*Brief*
Copy the rows below from the line containing "pylon shown above." through the end of the rows, substituting "iron truss girder" for "steel lattice girder" and leaving everything else unchanged.

--- Material for the task ---

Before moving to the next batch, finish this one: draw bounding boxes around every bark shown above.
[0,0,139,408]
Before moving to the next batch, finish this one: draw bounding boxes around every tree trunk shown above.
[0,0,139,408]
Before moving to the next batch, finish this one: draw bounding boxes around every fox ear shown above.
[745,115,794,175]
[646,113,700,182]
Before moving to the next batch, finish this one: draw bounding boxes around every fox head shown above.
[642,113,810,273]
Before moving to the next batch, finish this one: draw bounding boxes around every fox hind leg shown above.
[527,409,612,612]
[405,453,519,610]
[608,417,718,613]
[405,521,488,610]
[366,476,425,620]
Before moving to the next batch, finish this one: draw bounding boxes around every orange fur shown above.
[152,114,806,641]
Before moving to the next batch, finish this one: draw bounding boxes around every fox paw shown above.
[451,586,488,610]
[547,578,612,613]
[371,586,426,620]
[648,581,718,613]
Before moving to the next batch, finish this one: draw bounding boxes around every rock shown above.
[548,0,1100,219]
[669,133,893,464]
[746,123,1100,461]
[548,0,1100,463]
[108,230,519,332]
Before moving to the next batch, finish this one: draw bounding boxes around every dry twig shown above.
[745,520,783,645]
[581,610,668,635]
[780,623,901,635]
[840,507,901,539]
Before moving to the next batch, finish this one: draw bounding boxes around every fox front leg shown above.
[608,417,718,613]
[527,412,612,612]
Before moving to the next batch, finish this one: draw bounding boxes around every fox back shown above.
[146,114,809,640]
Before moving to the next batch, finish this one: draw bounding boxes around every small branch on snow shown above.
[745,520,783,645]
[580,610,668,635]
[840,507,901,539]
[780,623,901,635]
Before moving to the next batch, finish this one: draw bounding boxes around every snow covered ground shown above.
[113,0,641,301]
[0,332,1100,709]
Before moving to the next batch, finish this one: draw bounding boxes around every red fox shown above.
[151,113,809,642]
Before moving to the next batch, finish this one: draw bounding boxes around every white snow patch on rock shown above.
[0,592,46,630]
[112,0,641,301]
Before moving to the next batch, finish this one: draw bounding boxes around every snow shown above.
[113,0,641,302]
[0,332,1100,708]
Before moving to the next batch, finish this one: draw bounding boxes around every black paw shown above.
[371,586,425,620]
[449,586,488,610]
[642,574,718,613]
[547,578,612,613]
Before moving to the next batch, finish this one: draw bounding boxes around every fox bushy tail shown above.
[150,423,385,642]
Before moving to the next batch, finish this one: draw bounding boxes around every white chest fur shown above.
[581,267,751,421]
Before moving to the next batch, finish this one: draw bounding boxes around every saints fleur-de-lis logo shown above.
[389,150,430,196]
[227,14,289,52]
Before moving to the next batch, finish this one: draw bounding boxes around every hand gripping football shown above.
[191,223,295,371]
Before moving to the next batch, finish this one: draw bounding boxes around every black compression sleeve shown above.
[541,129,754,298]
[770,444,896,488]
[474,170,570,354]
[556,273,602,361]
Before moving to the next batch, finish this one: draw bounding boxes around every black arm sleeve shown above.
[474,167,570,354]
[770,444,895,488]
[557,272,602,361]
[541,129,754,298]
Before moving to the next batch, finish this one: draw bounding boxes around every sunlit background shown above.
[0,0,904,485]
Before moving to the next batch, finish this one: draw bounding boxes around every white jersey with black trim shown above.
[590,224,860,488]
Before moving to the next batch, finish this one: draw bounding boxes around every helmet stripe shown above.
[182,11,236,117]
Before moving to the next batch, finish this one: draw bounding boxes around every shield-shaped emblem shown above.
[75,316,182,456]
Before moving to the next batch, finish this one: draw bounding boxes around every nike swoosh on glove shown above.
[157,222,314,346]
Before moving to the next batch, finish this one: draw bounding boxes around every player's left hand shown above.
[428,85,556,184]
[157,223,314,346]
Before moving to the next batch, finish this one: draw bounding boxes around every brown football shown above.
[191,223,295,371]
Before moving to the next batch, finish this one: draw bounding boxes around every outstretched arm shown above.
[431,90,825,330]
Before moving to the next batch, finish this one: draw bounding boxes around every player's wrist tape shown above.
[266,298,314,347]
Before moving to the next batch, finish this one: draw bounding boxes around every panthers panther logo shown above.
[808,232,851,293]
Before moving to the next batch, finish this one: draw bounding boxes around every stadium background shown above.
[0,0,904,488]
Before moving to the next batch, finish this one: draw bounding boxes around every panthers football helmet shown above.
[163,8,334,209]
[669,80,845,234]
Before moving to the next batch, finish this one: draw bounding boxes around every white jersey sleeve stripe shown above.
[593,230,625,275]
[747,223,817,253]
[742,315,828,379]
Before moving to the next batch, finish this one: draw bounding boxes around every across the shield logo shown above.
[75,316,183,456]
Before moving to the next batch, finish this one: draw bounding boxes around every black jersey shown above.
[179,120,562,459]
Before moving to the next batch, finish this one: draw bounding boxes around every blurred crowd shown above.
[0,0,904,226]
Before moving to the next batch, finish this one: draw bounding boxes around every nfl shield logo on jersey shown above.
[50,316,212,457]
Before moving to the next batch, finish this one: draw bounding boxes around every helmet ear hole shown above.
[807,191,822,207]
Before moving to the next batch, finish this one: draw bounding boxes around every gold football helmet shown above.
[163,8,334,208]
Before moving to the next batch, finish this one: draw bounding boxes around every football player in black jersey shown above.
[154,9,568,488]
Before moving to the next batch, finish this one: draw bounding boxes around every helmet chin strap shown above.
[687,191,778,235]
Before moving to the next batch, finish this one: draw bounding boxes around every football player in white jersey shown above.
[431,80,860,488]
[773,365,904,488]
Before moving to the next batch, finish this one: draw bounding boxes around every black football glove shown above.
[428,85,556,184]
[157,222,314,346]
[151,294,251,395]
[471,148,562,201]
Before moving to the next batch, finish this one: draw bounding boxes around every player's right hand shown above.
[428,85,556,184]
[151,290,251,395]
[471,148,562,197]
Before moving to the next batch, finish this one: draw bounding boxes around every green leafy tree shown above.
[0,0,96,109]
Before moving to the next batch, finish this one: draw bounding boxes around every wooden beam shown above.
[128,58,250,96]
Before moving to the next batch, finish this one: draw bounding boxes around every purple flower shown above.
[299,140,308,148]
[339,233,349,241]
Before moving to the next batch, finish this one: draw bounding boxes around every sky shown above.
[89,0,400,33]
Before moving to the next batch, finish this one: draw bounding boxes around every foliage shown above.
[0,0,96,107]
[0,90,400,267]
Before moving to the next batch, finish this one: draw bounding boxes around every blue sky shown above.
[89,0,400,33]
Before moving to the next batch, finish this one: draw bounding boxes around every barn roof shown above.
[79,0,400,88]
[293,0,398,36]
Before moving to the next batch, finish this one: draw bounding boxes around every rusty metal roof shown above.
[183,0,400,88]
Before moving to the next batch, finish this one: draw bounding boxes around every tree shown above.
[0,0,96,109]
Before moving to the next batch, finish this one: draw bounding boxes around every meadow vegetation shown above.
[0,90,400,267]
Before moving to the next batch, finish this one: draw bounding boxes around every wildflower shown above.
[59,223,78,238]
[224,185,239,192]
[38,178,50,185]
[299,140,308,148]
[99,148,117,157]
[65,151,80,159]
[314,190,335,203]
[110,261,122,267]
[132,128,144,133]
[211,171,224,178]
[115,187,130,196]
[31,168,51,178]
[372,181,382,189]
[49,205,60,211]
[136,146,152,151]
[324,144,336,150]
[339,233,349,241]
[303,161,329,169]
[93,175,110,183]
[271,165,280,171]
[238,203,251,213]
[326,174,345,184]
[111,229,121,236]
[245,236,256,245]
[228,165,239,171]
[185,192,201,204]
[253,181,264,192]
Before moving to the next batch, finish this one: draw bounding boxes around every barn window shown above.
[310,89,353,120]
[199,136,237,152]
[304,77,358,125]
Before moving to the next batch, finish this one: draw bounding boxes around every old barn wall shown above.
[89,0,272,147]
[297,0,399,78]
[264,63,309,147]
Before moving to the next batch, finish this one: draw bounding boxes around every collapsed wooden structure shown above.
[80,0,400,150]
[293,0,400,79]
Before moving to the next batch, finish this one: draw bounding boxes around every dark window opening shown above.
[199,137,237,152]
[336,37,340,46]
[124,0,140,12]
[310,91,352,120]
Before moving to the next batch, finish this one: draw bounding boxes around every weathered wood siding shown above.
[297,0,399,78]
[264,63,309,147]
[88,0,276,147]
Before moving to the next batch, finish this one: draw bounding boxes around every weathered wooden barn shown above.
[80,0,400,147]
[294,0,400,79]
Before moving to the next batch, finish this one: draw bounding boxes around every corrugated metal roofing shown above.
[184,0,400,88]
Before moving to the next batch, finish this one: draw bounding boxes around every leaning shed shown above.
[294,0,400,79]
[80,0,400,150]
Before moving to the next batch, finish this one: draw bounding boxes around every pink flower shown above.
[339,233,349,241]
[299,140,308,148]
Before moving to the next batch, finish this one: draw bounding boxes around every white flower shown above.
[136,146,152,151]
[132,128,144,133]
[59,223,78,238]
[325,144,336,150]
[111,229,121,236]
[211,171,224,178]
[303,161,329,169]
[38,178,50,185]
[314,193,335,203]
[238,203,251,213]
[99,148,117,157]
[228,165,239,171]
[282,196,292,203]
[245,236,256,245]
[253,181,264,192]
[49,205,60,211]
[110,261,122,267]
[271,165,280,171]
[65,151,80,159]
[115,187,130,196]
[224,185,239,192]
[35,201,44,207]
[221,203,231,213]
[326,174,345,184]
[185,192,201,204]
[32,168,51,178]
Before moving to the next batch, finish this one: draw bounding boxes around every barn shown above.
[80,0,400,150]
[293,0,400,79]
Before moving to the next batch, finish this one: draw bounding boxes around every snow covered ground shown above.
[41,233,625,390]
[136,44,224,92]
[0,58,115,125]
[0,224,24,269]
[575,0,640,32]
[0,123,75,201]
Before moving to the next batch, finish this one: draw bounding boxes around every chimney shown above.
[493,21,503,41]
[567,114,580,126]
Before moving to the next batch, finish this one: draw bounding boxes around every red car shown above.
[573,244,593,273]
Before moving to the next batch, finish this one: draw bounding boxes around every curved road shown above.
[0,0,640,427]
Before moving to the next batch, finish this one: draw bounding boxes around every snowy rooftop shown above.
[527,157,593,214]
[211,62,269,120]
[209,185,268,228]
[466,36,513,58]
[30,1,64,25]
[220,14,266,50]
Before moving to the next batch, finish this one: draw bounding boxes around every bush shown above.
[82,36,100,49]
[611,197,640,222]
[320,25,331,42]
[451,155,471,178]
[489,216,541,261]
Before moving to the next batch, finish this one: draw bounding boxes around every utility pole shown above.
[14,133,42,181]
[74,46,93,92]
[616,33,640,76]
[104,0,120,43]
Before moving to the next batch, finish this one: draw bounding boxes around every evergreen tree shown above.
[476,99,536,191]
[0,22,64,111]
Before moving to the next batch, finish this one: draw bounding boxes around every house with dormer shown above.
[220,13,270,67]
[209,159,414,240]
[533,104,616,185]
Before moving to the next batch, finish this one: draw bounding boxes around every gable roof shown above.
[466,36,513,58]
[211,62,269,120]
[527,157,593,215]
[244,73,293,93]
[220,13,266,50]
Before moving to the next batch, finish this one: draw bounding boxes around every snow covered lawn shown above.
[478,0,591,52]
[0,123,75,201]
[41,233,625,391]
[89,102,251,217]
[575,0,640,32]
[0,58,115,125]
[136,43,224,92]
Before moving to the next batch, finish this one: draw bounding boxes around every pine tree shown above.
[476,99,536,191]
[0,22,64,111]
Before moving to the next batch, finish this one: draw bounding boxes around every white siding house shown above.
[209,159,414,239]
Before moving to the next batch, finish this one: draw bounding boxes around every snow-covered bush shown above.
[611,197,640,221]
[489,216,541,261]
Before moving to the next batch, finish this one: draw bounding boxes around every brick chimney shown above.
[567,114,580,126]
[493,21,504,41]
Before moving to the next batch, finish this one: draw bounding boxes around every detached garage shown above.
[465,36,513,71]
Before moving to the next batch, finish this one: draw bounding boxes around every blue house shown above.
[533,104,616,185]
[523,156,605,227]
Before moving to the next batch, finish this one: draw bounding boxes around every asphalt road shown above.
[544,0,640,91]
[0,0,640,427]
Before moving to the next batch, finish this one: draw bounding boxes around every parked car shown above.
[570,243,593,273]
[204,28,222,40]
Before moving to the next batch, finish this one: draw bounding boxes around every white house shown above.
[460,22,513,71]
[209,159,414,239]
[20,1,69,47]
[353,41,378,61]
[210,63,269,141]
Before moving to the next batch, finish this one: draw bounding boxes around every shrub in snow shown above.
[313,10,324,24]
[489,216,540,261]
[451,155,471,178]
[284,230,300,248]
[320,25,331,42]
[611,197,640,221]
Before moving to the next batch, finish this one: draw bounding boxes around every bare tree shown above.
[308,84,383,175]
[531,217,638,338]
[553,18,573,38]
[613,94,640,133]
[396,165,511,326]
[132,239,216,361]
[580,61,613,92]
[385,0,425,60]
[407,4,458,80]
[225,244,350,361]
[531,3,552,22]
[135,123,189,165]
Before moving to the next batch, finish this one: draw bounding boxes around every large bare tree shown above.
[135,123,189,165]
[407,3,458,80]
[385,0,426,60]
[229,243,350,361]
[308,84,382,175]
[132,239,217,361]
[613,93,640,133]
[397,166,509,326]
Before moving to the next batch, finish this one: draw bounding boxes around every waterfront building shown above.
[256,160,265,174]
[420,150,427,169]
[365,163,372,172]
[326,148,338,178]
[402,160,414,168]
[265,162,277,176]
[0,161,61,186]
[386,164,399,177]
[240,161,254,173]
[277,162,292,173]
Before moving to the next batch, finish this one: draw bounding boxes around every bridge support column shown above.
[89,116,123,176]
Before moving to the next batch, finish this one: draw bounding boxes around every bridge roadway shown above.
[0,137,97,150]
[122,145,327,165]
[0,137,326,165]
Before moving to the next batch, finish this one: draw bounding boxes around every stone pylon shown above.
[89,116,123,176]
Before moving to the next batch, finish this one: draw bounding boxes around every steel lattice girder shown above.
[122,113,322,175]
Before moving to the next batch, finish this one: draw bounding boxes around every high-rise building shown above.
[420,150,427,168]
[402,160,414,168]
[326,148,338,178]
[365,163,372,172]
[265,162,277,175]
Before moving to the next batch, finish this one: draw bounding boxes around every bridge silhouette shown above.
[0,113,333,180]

---

*Answer to this exercise*
Before moving to the next batch, finish this one: draw bounding boxes around every stone pylon shown above.
[89,116,123,176]
Before moving to the next batch, finish this one: draw bounding boxes around every iron truss girder shown above.
[122,113,322,175]
Before moving to the next batch, finish this one: draw bounding boxes around every high-rise building shown above.
[420,150,427,168]
[402,160,414,168]
[326,148,338,178]
[365,163,372,172]
[265,162,277,175]
Before moving to the next batch, finish this one: draw bounding boxes around every bridge silhouette shown above.
[0,113,333,180]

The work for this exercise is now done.